Task: Exactly reproduce each entry, leaving out nothing.

Records to process:
○ ○ ○ ○ ○ ○ ○
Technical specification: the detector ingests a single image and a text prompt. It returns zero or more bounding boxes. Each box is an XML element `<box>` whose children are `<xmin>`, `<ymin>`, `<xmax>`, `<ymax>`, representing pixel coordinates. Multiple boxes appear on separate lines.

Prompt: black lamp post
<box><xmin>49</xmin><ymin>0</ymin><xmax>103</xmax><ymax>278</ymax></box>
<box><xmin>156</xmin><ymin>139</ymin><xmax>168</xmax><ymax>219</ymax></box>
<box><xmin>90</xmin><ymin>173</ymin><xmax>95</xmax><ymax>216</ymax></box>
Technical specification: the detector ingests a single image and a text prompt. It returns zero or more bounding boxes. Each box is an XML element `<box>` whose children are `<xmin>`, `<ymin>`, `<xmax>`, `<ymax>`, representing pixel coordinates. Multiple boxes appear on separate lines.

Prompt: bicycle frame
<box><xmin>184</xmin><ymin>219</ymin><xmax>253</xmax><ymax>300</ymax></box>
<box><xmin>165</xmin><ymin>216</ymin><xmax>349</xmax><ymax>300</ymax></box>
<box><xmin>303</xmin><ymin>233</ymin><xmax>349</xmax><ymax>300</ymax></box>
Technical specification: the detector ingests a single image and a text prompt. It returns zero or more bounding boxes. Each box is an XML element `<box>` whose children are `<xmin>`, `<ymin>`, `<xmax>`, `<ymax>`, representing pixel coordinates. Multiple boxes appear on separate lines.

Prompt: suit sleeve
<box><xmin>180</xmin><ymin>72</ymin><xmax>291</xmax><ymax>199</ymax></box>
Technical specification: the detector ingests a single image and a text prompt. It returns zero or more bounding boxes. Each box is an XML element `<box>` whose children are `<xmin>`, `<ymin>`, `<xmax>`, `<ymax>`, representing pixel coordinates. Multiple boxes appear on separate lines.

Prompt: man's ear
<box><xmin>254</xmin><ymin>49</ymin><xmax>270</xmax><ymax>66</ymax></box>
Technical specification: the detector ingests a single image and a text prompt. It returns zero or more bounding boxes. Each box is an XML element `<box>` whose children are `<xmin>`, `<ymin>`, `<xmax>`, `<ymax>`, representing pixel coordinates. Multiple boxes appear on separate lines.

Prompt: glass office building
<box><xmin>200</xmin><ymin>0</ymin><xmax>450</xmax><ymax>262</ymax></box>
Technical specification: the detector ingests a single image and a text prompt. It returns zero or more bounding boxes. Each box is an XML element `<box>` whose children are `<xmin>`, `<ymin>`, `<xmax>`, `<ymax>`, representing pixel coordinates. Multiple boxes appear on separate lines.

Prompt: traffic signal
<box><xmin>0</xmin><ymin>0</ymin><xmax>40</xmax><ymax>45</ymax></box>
○ ○ ○ ○ ○ ○ ○
Task solution:
Technical specification: the detector ingests a single image and a text prompt. It returns zero or more bounding boxes. Each box is an XML element `<box>` whose children are `<xmin>`, `<ymin>`, `<xmax>`, `<ymax>`, representing pixel coordinates. Multiple boxes appear on separate lines.

Prompt: black lamp post
<box><xmin>49</xmin><ymin>0</ymin><xmax>103</xmax><ymax>278</ymax></box>
<box><xmin>156</xmin><ymin>139</ymin><xmax>168</xmax><ymax>219</ymax></box>
<box><xmin>90</xmin><ymin>173</ymin><xmax>95</xmax><ymax>216</ymax></box>
Technical specification: the detector ingests a single image and a text prompt. It returns zero or more bounding boxes. Each box is an XML element `<box>` whose children are `<xmin>`, `<ymin>`, `<xmax>`, `<ymax>`, representing pixel coordinates. Multiple boxes appear on separate lines.

Prompt: bicycle frame
<box><xmin>184</xmin><ymin>219</ymin><xmax>253</xmax><ymax>300</ymax></box>
<box><xmin>165</xmin><ymin>216</ymin><xmax>349</xmax><ymax>300</ymax></box>
<box><xmin>303</xmin><ymin>233</ymin><xmax>349</xmax><ymax>300</ymax></box>
Technical specification: the detector ingests a single image and a text prompt. It returns zero or more bounding boxes. Each box is an XML element `<box>` whose children are `<xmin>`, `<ymin>`, `<xmax>`, `<ymax>`, representing pixel coordinates. Multiple boxes appear on separate lines.

Prompt: suit sleeve
<box><xmin>180</xmin><ymin>72</ymin><xmax>291</xmax><ymax>199</ymax></box>
Technical specification: the detector ingests a single image and a text prompt. It returns zero or more bounding boxes. Each box is an XML element `<box>` whose children are `<xmin>`, `<ymin>`, `<xmax>`, `<ymax>`, representing pixel coordinates. Multiple boxes appear on separate lines.

Prompt: man's ear
<box><xmin>254</xmin><ymin>49</ymin><xmax>270</xmax><ymax>66</ymax></box>
Technical specification: the detector ingests a single image and a text prompt. It returns zero or more bounding boxes. Each box is an XML element `<box>` whose children are `<xmin>`, `<ymin>`, `<xmax>`, `<ymax>`, representing pixel coordinates. Multiple boxes appear on separate lines.

Prompt: glass office building
<box><xmin>200</xmin><ymin>0</ymin><xmax>450</xmax><ymax>262</ymax></box>
Technical specification: the detector ingests a single image and a text prompt. It returns zero or more bounding boxes. Each box is an XML element `<box>` whose children are `<xmin>`, `<ymin>`, `<xmax>`, `<ymax>`, representing pixel coordinates. Multiple boxes appear on separate lines.

Prompt: traffic signal
<box><xmin>0</xmin><ymin>0</ymin><xmax>40</xmax><ymax>45</ymax></box>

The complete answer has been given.